• Quoted passage
• • • • •
I am always surprised that nested objects have to built manually for accepts_nested_attributes_for to work. Let’s say I have an Employee model that has_one Contract:
class Employee
has_one :contract
accepts_nested_attributes_for :contract
end
class Contract
belongs_to :employee
end
I would expect rails to automatically create the contract record, when its nested attributes are provided:
But this doesn’t work. Instead I have to catch this somewhere, usually in assign_attributes:
class Employee
def assign_attributes(attrs = {})
self.build_contract if self.contract.blank? && attrs.include?(:contract_attributes)
super(attrs)
end
def
This is unnatural and seems unnecessary. Why couldn’t rails handle this automatically?
This also bites me sometimes. Our convention at the moment is to handle it in the controller, to help the form render.
def new
@employee = Employee.new
@employee.build_contract
end
def edit
@employee = Employee.find(params[:id])
• • • • •
• Material

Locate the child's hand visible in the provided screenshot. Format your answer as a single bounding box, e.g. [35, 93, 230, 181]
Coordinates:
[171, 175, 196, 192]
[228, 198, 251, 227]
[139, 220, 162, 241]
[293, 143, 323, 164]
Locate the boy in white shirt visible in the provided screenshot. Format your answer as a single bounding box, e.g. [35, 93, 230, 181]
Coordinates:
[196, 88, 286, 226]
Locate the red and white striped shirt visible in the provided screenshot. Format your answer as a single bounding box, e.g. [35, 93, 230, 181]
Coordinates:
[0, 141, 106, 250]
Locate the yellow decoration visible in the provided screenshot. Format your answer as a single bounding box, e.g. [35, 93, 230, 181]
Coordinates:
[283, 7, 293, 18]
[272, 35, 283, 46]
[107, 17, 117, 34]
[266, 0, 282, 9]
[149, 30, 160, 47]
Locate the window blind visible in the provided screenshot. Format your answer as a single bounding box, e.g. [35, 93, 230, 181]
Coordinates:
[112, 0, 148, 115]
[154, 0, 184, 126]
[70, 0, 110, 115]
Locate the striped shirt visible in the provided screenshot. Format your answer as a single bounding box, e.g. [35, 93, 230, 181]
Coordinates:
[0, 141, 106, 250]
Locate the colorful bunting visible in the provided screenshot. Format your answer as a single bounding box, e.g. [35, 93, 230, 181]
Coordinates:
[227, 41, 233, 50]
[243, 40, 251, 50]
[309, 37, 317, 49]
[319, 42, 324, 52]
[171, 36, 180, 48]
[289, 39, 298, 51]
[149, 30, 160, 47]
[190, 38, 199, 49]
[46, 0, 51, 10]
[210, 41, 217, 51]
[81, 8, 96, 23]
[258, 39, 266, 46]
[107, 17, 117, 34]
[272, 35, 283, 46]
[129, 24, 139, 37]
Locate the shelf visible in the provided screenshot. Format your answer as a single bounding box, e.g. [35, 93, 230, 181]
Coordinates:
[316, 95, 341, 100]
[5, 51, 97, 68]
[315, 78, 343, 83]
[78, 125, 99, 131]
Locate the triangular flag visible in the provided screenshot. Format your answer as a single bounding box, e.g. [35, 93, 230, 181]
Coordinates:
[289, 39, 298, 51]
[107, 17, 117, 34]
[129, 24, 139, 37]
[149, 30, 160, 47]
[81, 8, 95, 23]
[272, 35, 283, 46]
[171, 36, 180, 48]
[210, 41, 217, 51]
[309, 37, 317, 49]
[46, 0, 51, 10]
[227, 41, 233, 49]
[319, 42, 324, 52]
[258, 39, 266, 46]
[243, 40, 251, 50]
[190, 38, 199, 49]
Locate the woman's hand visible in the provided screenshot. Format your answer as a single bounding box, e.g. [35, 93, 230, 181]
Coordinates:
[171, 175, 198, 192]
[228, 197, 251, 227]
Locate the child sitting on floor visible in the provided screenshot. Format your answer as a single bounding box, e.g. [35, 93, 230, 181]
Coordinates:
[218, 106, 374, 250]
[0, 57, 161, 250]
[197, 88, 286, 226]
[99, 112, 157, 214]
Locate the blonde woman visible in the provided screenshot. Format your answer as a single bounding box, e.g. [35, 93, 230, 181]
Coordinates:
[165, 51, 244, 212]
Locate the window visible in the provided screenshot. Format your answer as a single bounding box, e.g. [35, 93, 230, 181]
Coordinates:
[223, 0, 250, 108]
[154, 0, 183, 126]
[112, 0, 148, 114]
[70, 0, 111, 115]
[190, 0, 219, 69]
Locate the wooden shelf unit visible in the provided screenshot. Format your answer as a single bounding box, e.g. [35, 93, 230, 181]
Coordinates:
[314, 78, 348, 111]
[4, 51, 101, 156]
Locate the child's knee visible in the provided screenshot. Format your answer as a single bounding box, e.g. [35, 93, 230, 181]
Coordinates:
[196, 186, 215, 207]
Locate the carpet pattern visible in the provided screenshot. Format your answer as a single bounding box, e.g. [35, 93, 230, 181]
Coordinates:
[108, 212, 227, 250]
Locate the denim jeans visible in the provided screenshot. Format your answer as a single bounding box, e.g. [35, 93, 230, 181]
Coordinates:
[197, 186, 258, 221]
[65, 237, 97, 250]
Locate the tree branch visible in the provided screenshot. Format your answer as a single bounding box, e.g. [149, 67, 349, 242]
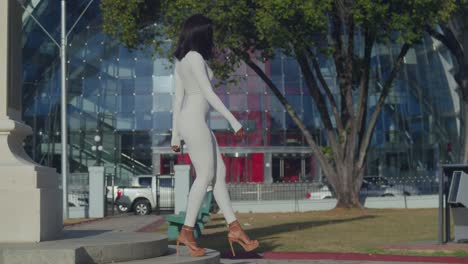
• • • • •
Resume the Rails nested-attributes discussion where it stops, picking up after its last line.

@employee.build_contract unless @employee.contract # This is especially easy to forget
end
I can imagine that this might come up in other places than forms which warrants to override assign_attributes but so far it didn’t happen for us so that’s why it’s not in the model.
This is not schema field. Also don’t touch schema fields in the model” approach is strong in Rails - first time hearing about it. All schema fields in rails are for example typecasted.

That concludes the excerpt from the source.